To be done -> Exactly reproduce the lines from the line containing "Could you spot the wall-mounted" to the end of the data below, inclusive, and nothing else.
** start of Material for this exercise **
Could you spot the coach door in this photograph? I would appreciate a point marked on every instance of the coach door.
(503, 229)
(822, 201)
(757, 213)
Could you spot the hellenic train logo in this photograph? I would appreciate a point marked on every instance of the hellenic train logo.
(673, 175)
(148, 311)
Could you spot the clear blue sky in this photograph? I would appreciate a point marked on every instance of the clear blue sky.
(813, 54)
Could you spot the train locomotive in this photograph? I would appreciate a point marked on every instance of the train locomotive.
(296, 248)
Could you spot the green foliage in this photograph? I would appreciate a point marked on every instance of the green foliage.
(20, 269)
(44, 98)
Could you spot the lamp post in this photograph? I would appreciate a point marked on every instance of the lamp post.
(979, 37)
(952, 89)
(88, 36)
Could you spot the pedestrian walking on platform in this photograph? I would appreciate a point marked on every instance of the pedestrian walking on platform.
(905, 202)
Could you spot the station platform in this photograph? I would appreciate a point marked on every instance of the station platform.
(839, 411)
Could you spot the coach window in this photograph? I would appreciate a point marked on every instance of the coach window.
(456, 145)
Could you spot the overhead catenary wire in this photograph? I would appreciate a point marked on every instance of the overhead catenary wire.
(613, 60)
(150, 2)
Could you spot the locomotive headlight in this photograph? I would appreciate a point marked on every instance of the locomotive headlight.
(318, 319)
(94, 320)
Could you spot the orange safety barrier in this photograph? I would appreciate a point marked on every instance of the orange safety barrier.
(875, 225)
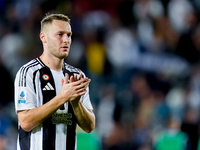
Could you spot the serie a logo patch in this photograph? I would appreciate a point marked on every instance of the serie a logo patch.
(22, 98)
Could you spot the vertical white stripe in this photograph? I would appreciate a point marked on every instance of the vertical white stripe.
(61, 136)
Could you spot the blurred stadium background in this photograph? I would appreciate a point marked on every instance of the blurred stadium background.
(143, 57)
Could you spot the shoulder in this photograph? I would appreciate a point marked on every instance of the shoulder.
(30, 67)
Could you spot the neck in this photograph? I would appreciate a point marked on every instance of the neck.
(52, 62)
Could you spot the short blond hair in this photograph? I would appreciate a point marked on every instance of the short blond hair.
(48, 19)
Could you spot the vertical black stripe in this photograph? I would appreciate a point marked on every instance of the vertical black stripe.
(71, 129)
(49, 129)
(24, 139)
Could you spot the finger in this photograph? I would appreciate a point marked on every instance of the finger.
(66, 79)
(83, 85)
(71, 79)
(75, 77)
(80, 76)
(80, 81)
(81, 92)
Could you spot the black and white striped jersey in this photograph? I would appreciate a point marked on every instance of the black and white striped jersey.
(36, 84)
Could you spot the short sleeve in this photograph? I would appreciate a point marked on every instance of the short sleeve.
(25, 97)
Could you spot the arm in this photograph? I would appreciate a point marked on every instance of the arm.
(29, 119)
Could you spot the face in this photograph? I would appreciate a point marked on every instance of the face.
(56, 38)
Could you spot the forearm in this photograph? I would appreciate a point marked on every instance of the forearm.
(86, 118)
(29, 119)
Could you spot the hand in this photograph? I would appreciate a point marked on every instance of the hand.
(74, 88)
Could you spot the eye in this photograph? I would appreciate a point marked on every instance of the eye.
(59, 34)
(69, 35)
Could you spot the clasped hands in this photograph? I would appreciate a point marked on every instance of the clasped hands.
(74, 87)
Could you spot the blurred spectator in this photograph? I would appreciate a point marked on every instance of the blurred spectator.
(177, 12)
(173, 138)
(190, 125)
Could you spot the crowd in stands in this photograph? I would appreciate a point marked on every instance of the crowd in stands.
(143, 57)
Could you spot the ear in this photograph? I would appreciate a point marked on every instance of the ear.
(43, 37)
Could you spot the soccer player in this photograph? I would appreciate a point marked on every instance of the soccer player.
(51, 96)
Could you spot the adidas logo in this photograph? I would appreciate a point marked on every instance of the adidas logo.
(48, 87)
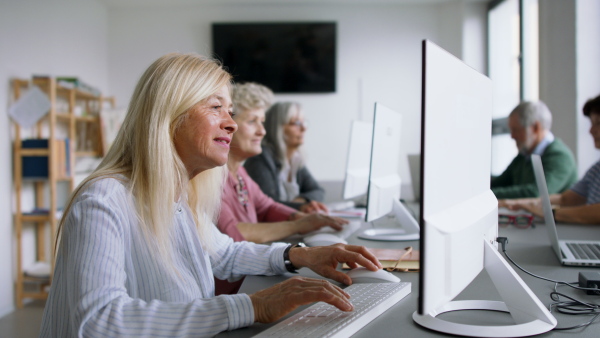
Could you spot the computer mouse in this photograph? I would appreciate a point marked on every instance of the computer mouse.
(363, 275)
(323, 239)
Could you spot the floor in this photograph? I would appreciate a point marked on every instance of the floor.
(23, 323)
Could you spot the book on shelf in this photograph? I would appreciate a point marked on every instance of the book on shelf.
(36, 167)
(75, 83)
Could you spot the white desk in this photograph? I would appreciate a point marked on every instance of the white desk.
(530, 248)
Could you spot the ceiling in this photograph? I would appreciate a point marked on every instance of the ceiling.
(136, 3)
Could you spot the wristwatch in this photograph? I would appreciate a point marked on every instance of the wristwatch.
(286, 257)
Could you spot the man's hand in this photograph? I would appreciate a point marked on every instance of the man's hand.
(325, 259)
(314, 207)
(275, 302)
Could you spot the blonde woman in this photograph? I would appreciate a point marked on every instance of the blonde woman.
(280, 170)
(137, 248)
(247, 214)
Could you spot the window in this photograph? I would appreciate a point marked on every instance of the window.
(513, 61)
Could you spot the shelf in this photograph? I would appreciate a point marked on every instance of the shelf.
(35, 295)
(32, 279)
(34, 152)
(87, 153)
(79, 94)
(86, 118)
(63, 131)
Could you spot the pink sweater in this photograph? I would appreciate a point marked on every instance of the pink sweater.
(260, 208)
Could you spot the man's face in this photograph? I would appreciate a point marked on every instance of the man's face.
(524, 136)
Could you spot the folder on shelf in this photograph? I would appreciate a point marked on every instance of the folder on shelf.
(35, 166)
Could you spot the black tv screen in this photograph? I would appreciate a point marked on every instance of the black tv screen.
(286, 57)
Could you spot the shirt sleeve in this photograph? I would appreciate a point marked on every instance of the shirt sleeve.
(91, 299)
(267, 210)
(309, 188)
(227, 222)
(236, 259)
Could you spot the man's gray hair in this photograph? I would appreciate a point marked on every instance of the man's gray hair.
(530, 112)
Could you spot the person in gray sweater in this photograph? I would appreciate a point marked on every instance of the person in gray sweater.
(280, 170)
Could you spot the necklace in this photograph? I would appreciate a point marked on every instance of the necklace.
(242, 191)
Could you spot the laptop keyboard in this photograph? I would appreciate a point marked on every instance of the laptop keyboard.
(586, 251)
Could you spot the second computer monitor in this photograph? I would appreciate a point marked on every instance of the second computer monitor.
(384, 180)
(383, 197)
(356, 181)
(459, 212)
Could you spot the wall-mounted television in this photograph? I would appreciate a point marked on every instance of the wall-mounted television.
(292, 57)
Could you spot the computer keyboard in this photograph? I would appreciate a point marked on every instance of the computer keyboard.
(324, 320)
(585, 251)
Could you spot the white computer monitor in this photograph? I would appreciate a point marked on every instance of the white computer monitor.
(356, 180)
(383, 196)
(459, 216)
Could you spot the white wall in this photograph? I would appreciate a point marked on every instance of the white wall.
** end of Material for this exercise **
Reply ->
Could you spot the wall-mounted television in this photograph? I would appreciate a point marked on every instance of the wall-mounted television.
(292, 57)
Could you spot the computer keyboard in this photograph? I would appreciate a point marked on every instance of the computer keyboard.
(324, 320)
(585, 251)
Could you spot the white computer monitor in this photograph? I would appreciate a point marked on every instance of the white computer monitor.
(356, 180)
(383, 196)
(459, 216)
Could you spot the white wall in this photograph? I would appreciate a point marked on every instance of the white wall.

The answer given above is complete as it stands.